Passage provided.

==================================================

Re: [RFC PATCH 2/4] xfs: create function to scan and clear EOFBLOCKS inodes

Dave Chinner <david@xxxxxxxxxxxxx> · Mon, 3 Sep 2012 15:06:12 +1000

On Mon, Aug 27, 2012 at 03:51:49PM -0400, Brian Foster wrote:
> xfs_inodes_free_eofblocks() implements scanning functionality for
> EOFBLOCKS inodes. It scans the radix tree and frees post-EOF blocks
> for inodes that meet particular criteria. The scan can be filtered
> by a particular quota type/id and minimum file size. The scan can
> also be invoked in trylock mode or wait (force) mode.
> 
> The xfs_free_eofblocks() helper is invoked to clear post-EOF space.
> It is slightly modified to support an output parameter that
> indicates whether space was freed and helps decide whether the
> EOFBLOCKS tag should be cleared in trylock scans.
> 
> Signed-off-by: Brian Foster <bfoster@xxxxxxxxxx>
> ---
>  fs/xfs/xfs_sync.c     |  168 +++++++++++++++++++++++++++++++++++++++++++++++++
>  fs/xfs/xfs_sync.h     |    3 +
>  fs/xfs/xfs_vnodeops.c |   17 +++--
>  fs/xfs/xfs_vnodeops.h |    2 +
>  4 files changed, 184 insertions(+), 6 deletions(-)
> 
> diff --git a/fs/xfs/xfs_sync.c b/fs/xfs/xfs_sync.c
> index 5e14741..27c3c46 100644
> --- a/fs/xfs/xfs_sync.c
> +++ b/fs/xfs/xfs_sync.c
> @@ -971,6 +971,174 @@ xfs_reclaim_inodes_count(
>  	return reclaimable;
>  }
>  
> +/*
> + * Handle an EOFBLOCKS tagged inode. If this is a forced scan, we wait on the
> + * iolock ourselves rather than rely on the trylock in xfs_free_eofblocks().

==================================================

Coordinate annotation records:
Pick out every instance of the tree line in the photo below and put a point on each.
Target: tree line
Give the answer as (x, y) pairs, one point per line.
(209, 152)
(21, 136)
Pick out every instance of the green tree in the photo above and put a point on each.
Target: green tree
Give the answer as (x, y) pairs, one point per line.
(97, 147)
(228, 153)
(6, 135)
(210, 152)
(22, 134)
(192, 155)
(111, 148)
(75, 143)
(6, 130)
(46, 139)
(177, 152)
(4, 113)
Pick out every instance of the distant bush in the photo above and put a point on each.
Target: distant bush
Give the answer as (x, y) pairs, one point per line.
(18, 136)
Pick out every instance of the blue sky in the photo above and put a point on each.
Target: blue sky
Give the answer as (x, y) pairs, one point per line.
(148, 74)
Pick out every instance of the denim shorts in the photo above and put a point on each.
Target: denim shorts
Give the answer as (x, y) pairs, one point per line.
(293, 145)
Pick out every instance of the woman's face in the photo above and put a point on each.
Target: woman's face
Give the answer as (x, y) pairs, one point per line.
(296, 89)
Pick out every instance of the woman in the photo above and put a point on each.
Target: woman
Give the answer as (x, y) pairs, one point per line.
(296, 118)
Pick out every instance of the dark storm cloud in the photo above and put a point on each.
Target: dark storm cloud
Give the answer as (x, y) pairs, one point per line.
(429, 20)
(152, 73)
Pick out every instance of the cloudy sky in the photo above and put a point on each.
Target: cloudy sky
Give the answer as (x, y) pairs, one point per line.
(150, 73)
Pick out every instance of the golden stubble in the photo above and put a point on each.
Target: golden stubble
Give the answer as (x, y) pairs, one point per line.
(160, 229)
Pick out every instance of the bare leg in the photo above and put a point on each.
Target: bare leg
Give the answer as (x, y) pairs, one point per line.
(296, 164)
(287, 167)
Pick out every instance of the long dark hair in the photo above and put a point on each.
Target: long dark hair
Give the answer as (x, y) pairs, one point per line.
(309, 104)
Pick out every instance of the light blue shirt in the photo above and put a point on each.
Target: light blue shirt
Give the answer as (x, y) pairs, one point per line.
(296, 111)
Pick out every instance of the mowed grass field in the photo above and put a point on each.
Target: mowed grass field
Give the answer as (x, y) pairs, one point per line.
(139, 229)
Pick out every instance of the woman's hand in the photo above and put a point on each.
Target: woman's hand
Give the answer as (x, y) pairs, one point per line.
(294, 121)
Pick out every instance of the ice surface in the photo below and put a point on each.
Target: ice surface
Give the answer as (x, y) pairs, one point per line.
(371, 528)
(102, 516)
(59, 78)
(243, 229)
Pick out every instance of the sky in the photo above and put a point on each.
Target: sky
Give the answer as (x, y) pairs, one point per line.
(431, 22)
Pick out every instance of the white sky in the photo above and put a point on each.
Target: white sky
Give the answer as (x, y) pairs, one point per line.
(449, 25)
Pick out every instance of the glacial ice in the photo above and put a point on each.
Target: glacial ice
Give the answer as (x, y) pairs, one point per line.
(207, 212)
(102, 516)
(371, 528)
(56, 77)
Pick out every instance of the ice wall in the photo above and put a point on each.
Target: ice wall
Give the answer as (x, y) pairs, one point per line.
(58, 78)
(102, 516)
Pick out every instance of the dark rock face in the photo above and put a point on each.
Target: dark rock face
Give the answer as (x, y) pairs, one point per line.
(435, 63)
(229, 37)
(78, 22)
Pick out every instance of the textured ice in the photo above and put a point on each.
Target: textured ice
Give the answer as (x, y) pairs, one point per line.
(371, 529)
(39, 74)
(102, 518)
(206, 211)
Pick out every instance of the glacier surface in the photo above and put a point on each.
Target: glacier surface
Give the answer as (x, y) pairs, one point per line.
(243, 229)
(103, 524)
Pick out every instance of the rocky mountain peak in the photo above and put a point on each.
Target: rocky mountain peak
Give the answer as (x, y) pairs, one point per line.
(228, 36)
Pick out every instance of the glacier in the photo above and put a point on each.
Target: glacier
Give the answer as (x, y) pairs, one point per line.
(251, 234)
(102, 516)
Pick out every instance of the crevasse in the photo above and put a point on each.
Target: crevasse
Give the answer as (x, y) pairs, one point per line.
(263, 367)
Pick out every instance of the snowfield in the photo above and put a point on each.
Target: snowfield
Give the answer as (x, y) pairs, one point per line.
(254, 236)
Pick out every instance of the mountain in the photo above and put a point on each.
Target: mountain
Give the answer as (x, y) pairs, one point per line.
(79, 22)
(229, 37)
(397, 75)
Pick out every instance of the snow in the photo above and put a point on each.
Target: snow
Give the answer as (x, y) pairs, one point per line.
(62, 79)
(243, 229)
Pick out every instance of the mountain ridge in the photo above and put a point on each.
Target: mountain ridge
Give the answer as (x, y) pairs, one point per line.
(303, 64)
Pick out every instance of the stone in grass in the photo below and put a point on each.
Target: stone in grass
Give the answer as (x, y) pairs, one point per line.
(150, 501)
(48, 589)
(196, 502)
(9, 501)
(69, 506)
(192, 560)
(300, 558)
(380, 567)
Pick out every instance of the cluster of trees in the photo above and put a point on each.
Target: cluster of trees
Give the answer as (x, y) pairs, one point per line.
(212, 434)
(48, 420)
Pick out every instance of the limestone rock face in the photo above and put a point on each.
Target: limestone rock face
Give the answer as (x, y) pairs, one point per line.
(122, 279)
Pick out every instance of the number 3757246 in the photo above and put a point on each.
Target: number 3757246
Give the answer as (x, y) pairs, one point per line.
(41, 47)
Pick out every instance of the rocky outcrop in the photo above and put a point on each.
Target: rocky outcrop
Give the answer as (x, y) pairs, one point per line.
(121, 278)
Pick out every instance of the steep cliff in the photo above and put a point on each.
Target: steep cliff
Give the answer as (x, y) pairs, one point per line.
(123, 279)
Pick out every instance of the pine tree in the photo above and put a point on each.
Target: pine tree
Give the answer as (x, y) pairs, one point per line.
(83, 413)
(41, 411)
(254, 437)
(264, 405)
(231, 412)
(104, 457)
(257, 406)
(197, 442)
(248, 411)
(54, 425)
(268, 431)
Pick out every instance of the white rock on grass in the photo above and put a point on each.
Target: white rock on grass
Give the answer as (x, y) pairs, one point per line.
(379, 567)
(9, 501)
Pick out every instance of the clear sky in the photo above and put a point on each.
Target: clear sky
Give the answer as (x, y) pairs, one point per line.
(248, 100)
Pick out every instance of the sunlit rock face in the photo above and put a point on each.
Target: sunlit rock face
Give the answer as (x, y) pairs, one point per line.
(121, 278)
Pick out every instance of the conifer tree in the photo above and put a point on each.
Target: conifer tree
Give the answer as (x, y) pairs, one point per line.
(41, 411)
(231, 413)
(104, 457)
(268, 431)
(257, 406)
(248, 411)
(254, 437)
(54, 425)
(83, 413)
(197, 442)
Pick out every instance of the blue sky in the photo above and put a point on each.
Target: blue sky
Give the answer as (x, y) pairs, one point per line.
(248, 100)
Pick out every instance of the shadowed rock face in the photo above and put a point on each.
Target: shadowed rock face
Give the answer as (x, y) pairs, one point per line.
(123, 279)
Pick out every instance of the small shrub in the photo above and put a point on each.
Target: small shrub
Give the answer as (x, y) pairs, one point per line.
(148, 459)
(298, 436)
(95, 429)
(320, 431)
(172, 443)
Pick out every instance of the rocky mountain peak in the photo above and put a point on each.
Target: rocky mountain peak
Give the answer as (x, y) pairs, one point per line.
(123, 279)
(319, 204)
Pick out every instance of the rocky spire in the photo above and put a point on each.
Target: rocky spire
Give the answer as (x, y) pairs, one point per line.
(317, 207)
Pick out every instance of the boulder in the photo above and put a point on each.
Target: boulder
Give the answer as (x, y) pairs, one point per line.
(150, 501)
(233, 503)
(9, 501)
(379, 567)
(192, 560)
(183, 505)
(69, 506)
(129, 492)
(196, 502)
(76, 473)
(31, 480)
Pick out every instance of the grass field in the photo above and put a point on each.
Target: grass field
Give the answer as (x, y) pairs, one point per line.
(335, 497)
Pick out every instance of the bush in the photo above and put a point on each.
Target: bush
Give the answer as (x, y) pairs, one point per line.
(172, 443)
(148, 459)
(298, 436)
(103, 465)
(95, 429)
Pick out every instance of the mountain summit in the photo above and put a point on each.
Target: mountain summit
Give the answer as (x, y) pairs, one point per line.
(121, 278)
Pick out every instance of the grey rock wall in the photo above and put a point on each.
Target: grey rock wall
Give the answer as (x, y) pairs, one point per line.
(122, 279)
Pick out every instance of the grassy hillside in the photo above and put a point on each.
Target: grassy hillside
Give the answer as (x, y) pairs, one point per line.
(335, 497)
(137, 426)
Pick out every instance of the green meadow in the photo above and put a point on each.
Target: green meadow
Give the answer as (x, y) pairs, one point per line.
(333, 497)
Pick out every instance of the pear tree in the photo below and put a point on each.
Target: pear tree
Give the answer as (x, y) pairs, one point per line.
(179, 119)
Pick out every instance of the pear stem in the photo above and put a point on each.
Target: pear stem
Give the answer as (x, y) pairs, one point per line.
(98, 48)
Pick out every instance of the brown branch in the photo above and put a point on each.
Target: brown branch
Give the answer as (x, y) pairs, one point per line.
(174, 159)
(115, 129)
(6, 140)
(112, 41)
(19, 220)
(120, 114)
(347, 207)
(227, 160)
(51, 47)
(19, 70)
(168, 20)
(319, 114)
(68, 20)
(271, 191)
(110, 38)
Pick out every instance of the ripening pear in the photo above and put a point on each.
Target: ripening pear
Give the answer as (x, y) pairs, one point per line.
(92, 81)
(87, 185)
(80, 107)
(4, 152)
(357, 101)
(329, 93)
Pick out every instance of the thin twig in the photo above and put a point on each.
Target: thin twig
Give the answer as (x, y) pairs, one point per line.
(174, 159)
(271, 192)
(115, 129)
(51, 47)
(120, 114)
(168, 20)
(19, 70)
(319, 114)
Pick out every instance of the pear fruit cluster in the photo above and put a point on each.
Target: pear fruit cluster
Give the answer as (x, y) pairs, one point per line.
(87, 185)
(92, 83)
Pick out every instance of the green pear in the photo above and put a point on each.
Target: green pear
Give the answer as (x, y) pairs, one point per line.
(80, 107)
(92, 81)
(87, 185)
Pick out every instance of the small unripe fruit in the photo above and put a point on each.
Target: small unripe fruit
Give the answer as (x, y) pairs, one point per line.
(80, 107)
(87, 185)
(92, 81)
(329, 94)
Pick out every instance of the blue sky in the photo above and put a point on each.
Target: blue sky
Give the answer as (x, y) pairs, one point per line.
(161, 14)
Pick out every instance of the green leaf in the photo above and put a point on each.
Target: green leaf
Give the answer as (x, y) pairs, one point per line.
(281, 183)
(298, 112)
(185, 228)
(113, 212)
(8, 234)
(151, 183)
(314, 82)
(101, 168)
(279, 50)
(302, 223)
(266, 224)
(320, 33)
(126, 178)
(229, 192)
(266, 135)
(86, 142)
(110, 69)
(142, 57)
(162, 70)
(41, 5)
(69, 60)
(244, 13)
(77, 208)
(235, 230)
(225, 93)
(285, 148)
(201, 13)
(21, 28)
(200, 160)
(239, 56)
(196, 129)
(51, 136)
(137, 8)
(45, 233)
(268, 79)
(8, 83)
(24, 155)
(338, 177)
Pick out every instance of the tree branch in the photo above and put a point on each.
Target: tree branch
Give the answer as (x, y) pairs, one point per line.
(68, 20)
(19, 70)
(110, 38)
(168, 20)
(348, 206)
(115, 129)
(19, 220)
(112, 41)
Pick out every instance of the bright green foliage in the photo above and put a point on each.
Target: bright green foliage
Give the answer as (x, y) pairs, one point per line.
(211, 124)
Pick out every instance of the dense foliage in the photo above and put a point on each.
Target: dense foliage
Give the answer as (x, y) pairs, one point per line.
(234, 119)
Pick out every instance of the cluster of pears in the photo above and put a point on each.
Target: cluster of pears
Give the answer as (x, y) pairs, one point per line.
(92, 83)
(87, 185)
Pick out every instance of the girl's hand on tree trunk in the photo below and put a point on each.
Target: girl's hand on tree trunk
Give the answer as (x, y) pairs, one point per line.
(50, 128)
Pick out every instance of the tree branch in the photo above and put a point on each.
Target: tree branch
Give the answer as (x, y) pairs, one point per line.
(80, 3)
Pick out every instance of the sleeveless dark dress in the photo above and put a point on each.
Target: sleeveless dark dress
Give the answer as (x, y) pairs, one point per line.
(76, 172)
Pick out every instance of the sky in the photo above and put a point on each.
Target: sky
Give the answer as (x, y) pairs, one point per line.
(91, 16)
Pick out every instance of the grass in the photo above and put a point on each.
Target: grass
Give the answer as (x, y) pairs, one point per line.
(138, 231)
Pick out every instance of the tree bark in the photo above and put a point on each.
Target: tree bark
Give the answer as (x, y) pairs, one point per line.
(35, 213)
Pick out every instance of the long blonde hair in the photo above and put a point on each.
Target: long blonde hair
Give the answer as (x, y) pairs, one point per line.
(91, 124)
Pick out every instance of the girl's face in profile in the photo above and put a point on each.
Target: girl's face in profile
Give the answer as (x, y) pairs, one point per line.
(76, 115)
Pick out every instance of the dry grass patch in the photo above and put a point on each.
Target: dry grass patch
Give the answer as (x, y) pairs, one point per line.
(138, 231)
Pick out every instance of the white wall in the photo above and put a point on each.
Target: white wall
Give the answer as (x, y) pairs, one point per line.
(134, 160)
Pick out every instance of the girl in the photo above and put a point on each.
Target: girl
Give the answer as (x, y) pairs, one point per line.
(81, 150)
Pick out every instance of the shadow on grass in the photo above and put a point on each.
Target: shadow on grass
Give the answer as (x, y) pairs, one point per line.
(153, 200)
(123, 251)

==================================================

Instructions.
• 1. Answer these from the EOFBLOCKS patch message:
(a) By which two criteria can the scan be filtered?
(b) Which helper is invoked to clear post-EOF space?
(c) How many insertions and deletions does the patch summary report?
• 2. Write the next part of the EOFBLOCKS patch message, picking up after its last line.

Responses to the exercise.
• 1.
(a) By a particular quota type/id and by minimum file size.
(b) xfs_free_eofblocks().
(c) 184 insertions and 6 deletions.

• 2.
> + *
> + * We rely on the output parameter from xfs_free_eofblocks() to determine
> + * whether we should clear the tag because in the trylock case, it could have
> + * skipped the inode due to lock contention.
> + */
> +STATIC int
> +xfs_inode_free_eofblocks(
> +	struct xfs_inode	*ip,
> +	int			flags)
> +{
> +	int ret = 0;
> +	bool freed = false;
> +	bool wait_iolock = (flags & EOFBLOCKS_WAIT) ? true : false;
> +
> +	if (wait_iolock)
> +		xfs_ilock(ip, XFS_IOLOCK_EXCL);

Why do we need the IO lock here? xfs_free_eofblocks() does all the
necessary locking....

> +
> +	if ((S_ISREG(ip->i_d.di_mode) &&
> +	     (VFS_I(ip)->i_size > 0 ||
> +	     (VN_CACHED(VFS_I(ip)) > 0 || ip->i_delayed_blks > 0)) &&
> +	     (ip->i_df.if_flags & XFS_IFEXTENTS)) &&
> +	    (!(ip->i_d.di_flags & (XFS_DIFLAG_PREALLOC | XFS_DIFLAG_APPEND)))) {

This check is now repeated in 3 places - xfs_inactive, xfs_release
and now here. I think it needs a helper.

> +		/* !wait_iolock == need_iolock in xfs_free_eofblocks() */
> +		ret = xfs_free_eofblocks(ip->i_mount, ip, !wait_iolock, &freed);
> +		if (freed)
> +			xfs_inode_clear_eofblocks_tag(ip);

If you move xfs_inode_clear_eofblocks_tag() inside
xfs_free_eofblocks(), there's no need for this extra return value.

> +	} else {
> +		/* inode could be preallocated or append-only */
> +		xfs_inode_clear_eofblocks_tag(ip);

This should be a rare event - it's probably worth adding a pair of
trace events here for the two cases so we can see if there is ever a
significant number of inodes being scanned for prealloc that can't
be cleared...

(e.g 'perf top -e xfs:xfs_i*' to count all the inode events)

> +	}
> +
> +	if (wait_iolock)
> +		xfs_iunlock(ip, XFS_IOLOCK_EXCL);
> +
> +	return ret;
> +}
> +
> +/*
> + * Determine whether an inode matches a particular qouta id.
> + */
> +STATIC int
> +xfs_inode_match_quota_id(
> +	struct xfs_inode	*ip,
> +	int			qtype,
> +	uint32_t		id)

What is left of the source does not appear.